Instruction 1 ▸
Pull out every line of the records that contains the string "pumpkin". Case counts.

Quoted text ▸
Available to stream July 1.

4. “Sorry Angel” (2018)

An affecting, unshakeable standout from the Competition lineup at last year’s Cannes, Christope Honoré’s “Sorry Angel” comes to Netflix soon after its theatrical run, and with all of its raw tenderness still fully intact. Here is what IndieWire’s Chief Critic Eric Kohn had to say about the film after its premiere:

Sorry Angel” is about a sad, brilliant author struggling with AIDS, but it’s not a grim death drama. The most emotional and understated work from French director Christophe Honoré is a touching tribute to the art and culture of early ‘90s France, charting creative obsessions young and old, and strikes a note that’s life-affirming and melancholic. Set in 1993, the movie centers on Jacques (Pierre Deladonchamps, the breakout star of erotic thriller “Stranger By the Lake”), an HIV-positive novelist of some note who has reached a crossroads. His life is transformed when he meets Arthur (Vincent LaCoste), an aspiring filmmaker in his early twenties keen on escaping that parochial seaside world of Brittany for the fast-paced metropolitan pleasures of Parisian life.

Not since 2007’s “Love Songs” has Honoré crafted so many absorbing moments, including one of the very best scenes of his career: a prolonged cruising sequence involving several men in a parking lot after dark that unfolds with the poetic language of a dance sequence. The filmmaker transforms the sordid circumstances into a collective statement on the relationship between desire and community that sits at the center of the movie’s compelling thesis.

Available to stream July 13.

3. “Inglourious Basterds” (2009)

Never one to shy away from enshrining his own myth, Tarantino has publicly confessed that the opening scene of “Inglourious Basterds,” his career-topping 2009 masterpiece about a renegade group of Nazi hunters who kill Hitler and burn his corpse alive in a celluloid inferno (it’s more fun if you don’t fact-check it), is his favorite thing he’s ever written. And while artists aren’t always the best arbiters of their own work, Tarantino is the rare filmmaker who’s as famous for his taste in movies as he is for making them.

Mining incredible suspense from a mega-dose of exposition, Hans Landa’s conversation with a suspiciously tense French dairy farmer not only makes for one of the great villain introductions of all time, it also takes a familiar trope of Holocaust cinema — cutting between a calm Nazi and the petrified Jews hiding from him just a few feet away — and explodes it into a colorful world that’s less informed by World War II than it is the movies that have been made about. And so the stage is set for Tarantino’s greatest film, a bloody chunk of revisionist history that dares to suggest that pop art can be a form of revenge. Arriving on Netflix just in time for the release of Tarantino’s “Once Upon a Time in Hollywood,” “Inglourious Basterds” is also a fun reminder that pastiche” is only a dirty word if you don’t know how to pronounce it properly.

Data section ▸
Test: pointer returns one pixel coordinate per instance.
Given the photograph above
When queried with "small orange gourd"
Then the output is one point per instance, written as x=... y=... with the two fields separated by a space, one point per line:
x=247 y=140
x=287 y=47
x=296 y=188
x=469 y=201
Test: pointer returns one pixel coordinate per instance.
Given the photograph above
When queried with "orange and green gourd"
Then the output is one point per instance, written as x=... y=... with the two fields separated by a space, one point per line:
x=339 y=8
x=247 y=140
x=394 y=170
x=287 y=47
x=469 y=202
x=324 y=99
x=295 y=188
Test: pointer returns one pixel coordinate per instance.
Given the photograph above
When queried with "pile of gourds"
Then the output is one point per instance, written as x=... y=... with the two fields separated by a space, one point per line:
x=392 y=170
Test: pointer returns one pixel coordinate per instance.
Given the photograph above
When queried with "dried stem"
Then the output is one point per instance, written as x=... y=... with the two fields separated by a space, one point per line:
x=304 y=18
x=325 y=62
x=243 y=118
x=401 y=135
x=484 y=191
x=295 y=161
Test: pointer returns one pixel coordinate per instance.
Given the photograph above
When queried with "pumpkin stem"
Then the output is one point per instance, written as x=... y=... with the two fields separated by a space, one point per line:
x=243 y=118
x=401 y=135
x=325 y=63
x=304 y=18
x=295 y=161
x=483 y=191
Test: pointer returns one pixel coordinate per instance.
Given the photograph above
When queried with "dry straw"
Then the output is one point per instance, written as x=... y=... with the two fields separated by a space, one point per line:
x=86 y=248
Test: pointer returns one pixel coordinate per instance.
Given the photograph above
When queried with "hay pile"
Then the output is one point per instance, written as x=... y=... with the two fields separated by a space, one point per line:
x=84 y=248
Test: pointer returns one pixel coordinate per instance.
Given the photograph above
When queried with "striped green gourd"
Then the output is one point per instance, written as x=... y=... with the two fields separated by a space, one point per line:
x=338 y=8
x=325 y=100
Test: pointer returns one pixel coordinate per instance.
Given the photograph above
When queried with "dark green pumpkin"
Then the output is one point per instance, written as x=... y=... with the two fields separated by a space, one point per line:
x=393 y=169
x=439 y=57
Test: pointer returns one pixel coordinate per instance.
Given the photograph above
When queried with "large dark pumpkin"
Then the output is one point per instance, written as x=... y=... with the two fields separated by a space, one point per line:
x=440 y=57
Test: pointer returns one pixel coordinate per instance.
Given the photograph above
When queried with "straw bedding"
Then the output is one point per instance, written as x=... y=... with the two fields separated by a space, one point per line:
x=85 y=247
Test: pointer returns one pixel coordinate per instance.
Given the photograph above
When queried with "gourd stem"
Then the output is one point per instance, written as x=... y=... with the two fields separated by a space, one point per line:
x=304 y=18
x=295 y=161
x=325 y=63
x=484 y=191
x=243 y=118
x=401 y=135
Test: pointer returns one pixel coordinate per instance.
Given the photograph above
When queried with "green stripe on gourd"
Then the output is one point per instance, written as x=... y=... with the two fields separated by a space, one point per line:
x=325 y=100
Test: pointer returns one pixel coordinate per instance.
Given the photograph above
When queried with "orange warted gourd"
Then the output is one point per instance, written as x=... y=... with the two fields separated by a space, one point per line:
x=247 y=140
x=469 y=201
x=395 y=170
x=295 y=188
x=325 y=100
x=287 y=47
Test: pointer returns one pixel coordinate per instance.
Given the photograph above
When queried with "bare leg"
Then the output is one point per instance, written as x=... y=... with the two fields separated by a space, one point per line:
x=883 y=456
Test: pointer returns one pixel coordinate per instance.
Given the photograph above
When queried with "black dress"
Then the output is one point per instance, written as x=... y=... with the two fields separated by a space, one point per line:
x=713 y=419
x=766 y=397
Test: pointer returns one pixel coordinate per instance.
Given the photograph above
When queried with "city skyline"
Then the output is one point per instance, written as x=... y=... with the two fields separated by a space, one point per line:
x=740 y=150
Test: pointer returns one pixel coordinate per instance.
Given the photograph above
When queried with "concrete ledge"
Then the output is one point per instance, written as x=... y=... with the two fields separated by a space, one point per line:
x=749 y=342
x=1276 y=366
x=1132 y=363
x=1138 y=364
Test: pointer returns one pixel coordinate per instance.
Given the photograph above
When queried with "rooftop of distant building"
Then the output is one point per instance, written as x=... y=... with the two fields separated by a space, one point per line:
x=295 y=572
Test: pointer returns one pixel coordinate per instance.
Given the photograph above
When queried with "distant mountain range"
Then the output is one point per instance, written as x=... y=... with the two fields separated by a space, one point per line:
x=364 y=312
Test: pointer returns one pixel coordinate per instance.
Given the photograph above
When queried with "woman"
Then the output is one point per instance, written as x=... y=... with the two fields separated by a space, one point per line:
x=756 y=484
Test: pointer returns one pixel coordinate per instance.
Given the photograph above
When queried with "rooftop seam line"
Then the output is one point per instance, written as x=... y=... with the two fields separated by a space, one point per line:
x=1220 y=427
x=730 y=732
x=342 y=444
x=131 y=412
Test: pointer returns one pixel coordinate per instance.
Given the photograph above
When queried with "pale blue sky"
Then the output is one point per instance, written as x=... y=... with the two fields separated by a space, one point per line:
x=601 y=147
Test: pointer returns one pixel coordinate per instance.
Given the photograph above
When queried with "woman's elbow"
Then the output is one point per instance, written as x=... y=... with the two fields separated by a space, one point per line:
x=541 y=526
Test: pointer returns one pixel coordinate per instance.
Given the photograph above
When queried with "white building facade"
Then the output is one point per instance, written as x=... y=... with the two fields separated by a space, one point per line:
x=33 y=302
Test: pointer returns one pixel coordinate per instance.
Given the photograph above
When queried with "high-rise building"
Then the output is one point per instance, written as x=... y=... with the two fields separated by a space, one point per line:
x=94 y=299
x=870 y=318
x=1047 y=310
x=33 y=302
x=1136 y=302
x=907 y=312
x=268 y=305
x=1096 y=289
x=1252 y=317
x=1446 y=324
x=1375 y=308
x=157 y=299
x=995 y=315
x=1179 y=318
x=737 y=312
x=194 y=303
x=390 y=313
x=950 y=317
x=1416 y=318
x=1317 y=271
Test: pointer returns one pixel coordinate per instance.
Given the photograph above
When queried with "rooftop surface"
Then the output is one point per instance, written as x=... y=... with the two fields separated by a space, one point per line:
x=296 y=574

Instruction 2 ▸
List every film title that appears in the film reviews.

Correct output 1 ▸
When queried with "pumpkin stem"
When queried with "dark green pumpkin"
When queried with "large dark pumpkin"

Correct output 2 ▸
- Sorry Angel
- Stranger By the Lake
- Love Songs
- Inglourious Basterds
- Once Upon a Time in Hollywood